Copy every line of the records below, leaving out the pictures, and scale the answer point coordinates by multiplying each by 2.25 and rounding to whole numbers, with halves rounded up. Keep all other numbers, including the sample coordinates, unchanged.

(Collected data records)
════════
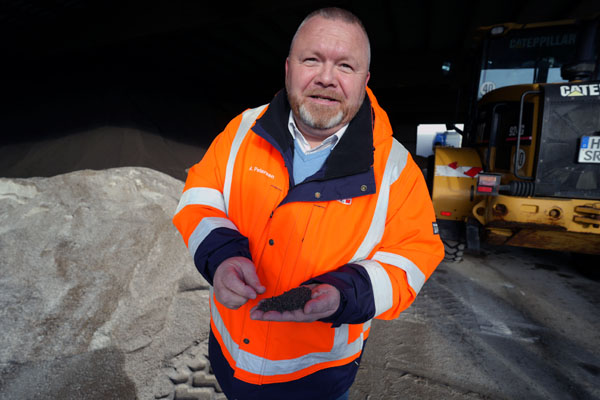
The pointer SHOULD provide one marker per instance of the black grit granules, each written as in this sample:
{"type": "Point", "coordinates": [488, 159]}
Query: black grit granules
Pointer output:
{"type": "Point", "coordinates": [291, 300]}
════════
SOLUTION
The pointer SHOULD provide one marker per instance of the black grit granules, each written as in this sample:
{"type": "Point", "coordinates": [488, 159]}
Query: black grit granules
Pointer output:
{"type": "Point", "coordinates": [655, 675]}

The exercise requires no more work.